■ Written instruction:
Extract the data below verbatim, reproducing every line without alteration.

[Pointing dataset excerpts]
§
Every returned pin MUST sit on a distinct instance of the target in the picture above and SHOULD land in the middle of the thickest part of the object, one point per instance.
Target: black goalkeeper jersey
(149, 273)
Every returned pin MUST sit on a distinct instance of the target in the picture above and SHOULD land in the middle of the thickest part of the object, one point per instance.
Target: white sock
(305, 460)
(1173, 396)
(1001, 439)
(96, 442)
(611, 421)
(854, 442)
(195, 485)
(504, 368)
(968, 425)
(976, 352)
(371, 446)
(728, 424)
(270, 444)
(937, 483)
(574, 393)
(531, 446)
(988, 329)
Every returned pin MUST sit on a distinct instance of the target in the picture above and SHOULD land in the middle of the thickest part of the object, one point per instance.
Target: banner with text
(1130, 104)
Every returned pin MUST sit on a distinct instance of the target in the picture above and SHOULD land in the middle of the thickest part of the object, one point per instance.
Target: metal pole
§
■ In response:
Every returned pin MUST sit on a distinct instance of the target in the picture above and SHOULD land in the middle of the thickest part of the object, one point per instance.
Target: black goalkeeper jersey
(149, 273)
Every returned pin MUST sit on a distinct instance of the target in the picture above and SHOULD land in the middle of the thickest part of the object, one point per instance.
Target: white sock
(305, 460)
(1173, 396)
(1001, 439)
(96, 442)
(611, 421)
(854, 442)
(195, 485)
(504, 368)
(968, 425)
(976, 352)
(371, 446)
(728, 424)
(270, 444)
(937, 483)
(574, 393)
(531, 446)
(988, 329)
Every returned pin MUST sit on a distinct instance of the target in the picture above and SHOULD land in the middle of the thickest part of the object, one point per instance.
Target: banner with text
(1130, 104)
Every returned pin MUST sit on a distinct instance of the target in the picture above and SHOULD land in the middle of the thickest part of the object, one point per instance.
Target: metal pole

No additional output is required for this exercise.